Task objective - Each entry below should be written out exactly as it is, with no pictures.

Exercise materials -
——

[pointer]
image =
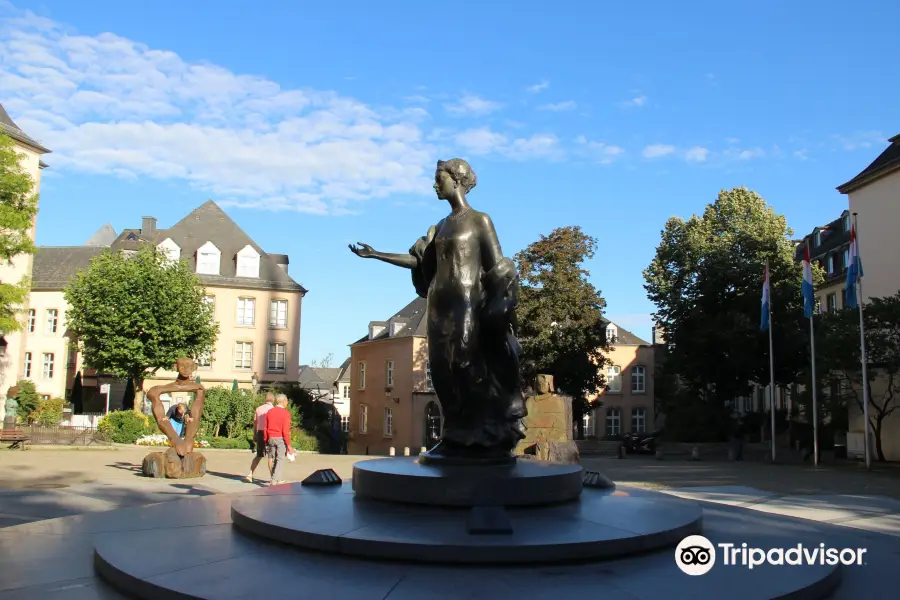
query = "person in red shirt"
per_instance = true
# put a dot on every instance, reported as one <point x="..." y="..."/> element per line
<point x="278" y="437"/>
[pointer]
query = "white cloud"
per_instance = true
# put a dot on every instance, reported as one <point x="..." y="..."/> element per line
<point x="750" y="154"/>
<point x="636" y="102"/>
<point x="471" y="104"/>
<point x="862" y="139"/>
<point x="483" y="141"/>
<point x="696" y="154"/>
<point x="559" y="106"/>
<point x="108" y="105"/>
<point x="657" y="150"/>
<point x="600" y="151"/>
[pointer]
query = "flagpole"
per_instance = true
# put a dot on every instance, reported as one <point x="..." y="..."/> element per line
<point x="771" y="363"/>
<point x="812" y="350"/>
<point x="862" y="348"/>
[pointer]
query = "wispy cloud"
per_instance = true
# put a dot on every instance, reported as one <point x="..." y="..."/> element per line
<point x="601" y="152"/>
<point x="559" y="106"/>
<point x="861" y="139"/>
<point x="636" y="102"/>
<point x="483" y="141"/>
<point x="696" y="154"/>
<point x="657" y="151"/>
<point x="470" y="104"/>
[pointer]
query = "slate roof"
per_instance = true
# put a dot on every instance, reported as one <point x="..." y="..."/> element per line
<point x="209" y="223"/>
<point x="54" y="266"/>
<point x="9" y="127"/>
<point x="887" y="162"/>
<point x="414" y="316"/>
<point x="625" y="337"/>
<point x="104" y="236"/>
<point x="321" y="378"/>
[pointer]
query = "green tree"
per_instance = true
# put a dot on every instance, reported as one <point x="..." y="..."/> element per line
<point x="134" y="315"/>
<point x="49" y="412"/>
<point x="242" y="407"/>
<point x="216" y="409"/>
<point x="706" y="283"/>
<point x="560" y="314"/>
<point x="28" y="398"/>
<point x="838" y="344"/>
<point x="18" y="209"/>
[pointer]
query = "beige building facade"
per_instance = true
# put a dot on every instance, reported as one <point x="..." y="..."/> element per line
<point x="12" y="344"/>
<point x="874" y="196"/>
<point x="392" y="401"/>
<point x="255" y="301"/>
<point x="627" y="402"/>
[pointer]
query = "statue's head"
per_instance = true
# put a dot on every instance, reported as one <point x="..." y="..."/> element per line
<point x="185" y="367"/>
<point x="451" y="175"/>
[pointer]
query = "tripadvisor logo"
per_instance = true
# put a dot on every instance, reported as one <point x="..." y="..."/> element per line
<point x="696" y="555"/>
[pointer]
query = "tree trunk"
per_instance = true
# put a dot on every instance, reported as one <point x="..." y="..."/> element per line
<point x="138" y="384"/>
<point x="879" y="450"/>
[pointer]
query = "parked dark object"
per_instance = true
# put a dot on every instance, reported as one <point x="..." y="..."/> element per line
<point x="640" y="443"/>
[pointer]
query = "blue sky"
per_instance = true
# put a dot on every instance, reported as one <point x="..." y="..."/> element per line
<point x="318" y="124"/>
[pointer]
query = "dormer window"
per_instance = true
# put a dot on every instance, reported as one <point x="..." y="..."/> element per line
<point x="170" y="249"/>
<point x="248" y="262"/>
<point x="612" y="333"/>
<point x="208" y="259"/>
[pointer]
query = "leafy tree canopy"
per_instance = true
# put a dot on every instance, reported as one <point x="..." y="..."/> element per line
<point x="18" y="208"/>
<point x="560" y="313"/>
<point x="706" y="282"/>
<point x="839" y="348"/>
<point x="136" y="314"/>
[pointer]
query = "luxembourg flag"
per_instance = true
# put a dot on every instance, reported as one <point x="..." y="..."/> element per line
<point x="809" y="298"/>
<point x="854" y="269"/>
<point x="764" y="317"/>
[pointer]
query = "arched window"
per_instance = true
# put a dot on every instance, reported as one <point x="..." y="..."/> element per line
<point x="433" y="424"/>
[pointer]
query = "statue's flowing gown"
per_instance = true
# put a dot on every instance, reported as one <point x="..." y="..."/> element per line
<point x="472" y="346"/>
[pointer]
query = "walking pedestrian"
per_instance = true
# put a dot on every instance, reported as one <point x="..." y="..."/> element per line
<point x="259" y="435"/>
<point x="278" y="437"/>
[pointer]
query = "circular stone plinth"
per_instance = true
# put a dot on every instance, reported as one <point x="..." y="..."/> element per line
<point x="522" y="483"/>
<point x="602" y="525"/>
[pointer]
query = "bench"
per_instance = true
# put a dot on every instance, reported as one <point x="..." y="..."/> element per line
<point x="15" y="438"/>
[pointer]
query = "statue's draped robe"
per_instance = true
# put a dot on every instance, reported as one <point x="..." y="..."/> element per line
<point x="477" y="380"/>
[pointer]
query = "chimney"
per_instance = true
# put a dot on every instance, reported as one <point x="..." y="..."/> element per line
<point x="148" y="226"/>
<point x="375" y="328"/>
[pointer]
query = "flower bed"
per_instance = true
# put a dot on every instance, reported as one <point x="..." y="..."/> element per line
<point x="160" y="439"/>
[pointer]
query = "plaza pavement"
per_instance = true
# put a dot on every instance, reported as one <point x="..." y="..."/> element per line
<point x="47" y="483"/>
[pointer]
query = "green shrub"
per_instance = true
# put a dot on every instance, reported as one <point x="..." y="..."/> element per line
<point x="123" y="426"/>
<point x="27" y="398"/>
<point x="303" y="441"/>
<point x="229" y="444"/>
<point x="48" y="412"/>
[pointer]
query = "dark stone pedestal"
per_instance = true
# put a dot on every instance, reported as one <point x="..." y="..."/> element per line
<point x="169" y="465"/>
<point x="522" y="483"/>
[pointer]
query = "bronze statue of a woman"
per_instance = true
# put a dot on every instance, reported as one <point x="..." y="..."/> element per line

——

Solution for this problem -
[pointer]
image =
query = "person in red shirt"
per_instance = true
# put a dot on every instance, reported as one <point x="..." y="..."/> element per line
<point x="278" y="437"/>
[pointer]
query = "white cloud"
per_instance = true
# put a dot on every instance, reported as one <point x="..." y="..."/> element per line
<point x="750" y="154"/>
<point x="636" y="102"/>
<point x="471" y="104"/>
<point x="862" y="139"/>
<point x="483" y="141"/>
<point x="696" y="154"/>
<point x="559" y="106"/>
<point x="108" y="105"/>
<point x="657" y="150"/>
<point x="600" y="151"/>
[pointer]
query = "flagpole"
per_instance = true
# put a dot on every instance, reported as one <point x="..." y="..."/> element per line
<point x="771" y="363"/>
<point x="812" y="350"/>
<point x="862" y="348"/>
[pointer]
query = "wispy cloud"
per_instance = true
# put a dot on every instance, reported as one <point x="..." y="..."/> element per line
<point x="601" y="152"/>
<point x="559" y="106"/>
<point x="861" y="139"/>
<point x="636" y="102"/>
<point x="483" y="141"/>
<point x="696" y="154"/>
<point x="657" y="151"/>
<point x="470" y="104"/>
[pointer]
query = "slate roof"
per_instance = true
# put a dot on every instance, reported as one <point x="..." y="..."/> element per line
<point x="209" y="223"/>
<point x="54" y="266"/>
<point x="9" y="127"/>
<point x="887" y="162"/>
<point x="414" y="316"/>
<point x="625" y="337"/>
<point x="104" y="236"/>
<point x="321" y="378"/>
[pointer]
query = "green tree"
per_instance = true
# put a dot on every instance, reported as one <point x="..." y="..."/> element per line
<point x="134" y="315"/>
<point x="49" y="412"/>
<point x="242" y="407"/>
<point x="216" y="409"/>
<point x="706" y="283"/>
<point x="560" y="314"/>
<point x="28" y="398"/>
<point x="838" y="344"/>
<point x="18" y="209"/>
[pointer]
query = "beige building facade"
per_instance = true
# put a dot on every instance, reported as one <point x="..." y="..."/> element per line
<point x="12" y="344"/>
<point x="874" y="196"/>
<point x="392" y="401"/>
<point x="255" y="301"/>
<point x="627" y="402"/>
[pointer]
query = "statue's head"
per_instance = true
# put a dot on every instance, reported as one <point x="..." y="..."/> element per line
<point x="185" y="367"/>
<point x="451" y="175"/>
[pointer]
query = "tripadvisor logo"
per_instance = true
# put a dot on every instance, reported as one <point x="..." y="..."/> element per line
<point x="696" y="555"/>
[pointer]
query = "tree trunk"
per_instance = true
# put a dot on every instance, reported as one <point x="..." y="..."/> element per line
<point x="138" y="384"/>
<point x="879" y="450"/>
[pointer]
query = "parked dark object"
per_instance = true
# put a dot on every instance, reported as one <point x="..." y="..."/> element per line
<point x="640" y="443"/>
[pointer]
query = "blue sky"
per_instance = true
# put a dot on every instance, reported as one <point x="..." y="..."/> element per line
<point x="318" y="124"/>
[pointer]
query = "dormer window"
per_instance = true
# put a dot on every instance, reported as one <point x="..." y="..."/> element per line
<point x="170" y="249"/>
<point x="248" y="262"/>
<point x="612" y="333"/>
<point x="208" y="259"/>
[pointer]
query = "leafy tree canopy"
per_instance = true
# put a dot on every instance, reported as one <point x="..." y="..."/> element per line
<point x="18" y="208"/>
<point x="560" y="313"/>
<point x="706" y="282"/>
<point x="839" y="348"/>
<point x="136" y="314"/>
[pointer]
query = "luxembourg flag"
per_instance = true
# put a dot on every instance, reported as one <point x="..." y="..."/> element per line
<point x="809" y="298"/>
<point x="854" y="269"/>
<point x="764" y="317"/>
[pointer]
query = "arched window"
per_instance = true
# put a dot on every instance, reported as one <point x="..." y="..."/> element per line
<point x="433" y="424"/>
[pointer]
query = "statue's flowing gown"
per_instance = true
# put a dot on every instance, reported as one <point x="..." y="..."/> element per line
<point x="472" y="346"/>
[pointer]
query = "walking pedestrian"
per_instance = true
# put a dot on every instance, reported as one <point x="..." y="..."/> element per line
<point x="259" y="435"/>
<point x="278" y="437"/>
[pointer]
query = "circular stone plinth"
per_instance = true
# put a dot on every instance, reported as one <point x="..." y="..."/> element per line
<point x="522" y="483"/>
<point x="602" y="525"/>
[pointer]
query = "bench"
per_instance = true
# put a dot on every instance, reported as one <point x="..." y="..."/> element per line
<point x="15" y="438"/>
[pointer]
query = "statue's draped robe"
per_instance = true
# put a dot on every instance, reported as one <point x="..." y="..."/> element per line
<point x="477" y="380"/>
[pointer]
query = "chimney"
per_instance = true
# put a dot on every instance, reported as one <point x="..." y="..."/> element per line
<point x="148" y="226"/>
<point x="375" y="328"/>
[pointer]
query = "flower bed"
per_instance = true
# put a dot on every instance, reported as one <point x="..." y="..."/> element per line
<point x="160" y="439"/>
[pointer]
query = "plaza pavement"
per_instance = true
# put a dot on every instance, reported as one <point x="..." y="..."/> element per line
<point x="47" y="483"/>
[pointer]
query = "green shrub"
per_instance = true
# put a dot on every instance, reported as one <point x="..." y="..."/> element per line
<point x="123" y="426"/>
<point x="27" y="398"/>
<point x="303" y="441"/>
<point x="229" y="444"/>
<point x="48" y="412"/>
[pointer]
query = "dark stone pedestal"
per_instance = true
# put a dot on every instance, reported as one <point x="..." y="..."/> element per line
<point x="169" y="465"/>
<point x="522" y="483"/>
[pointer]
query = "bronze statue of a woman"
per_instance = true
# put a dot on every instance, reported as one <point x="..." y="..."/> element per line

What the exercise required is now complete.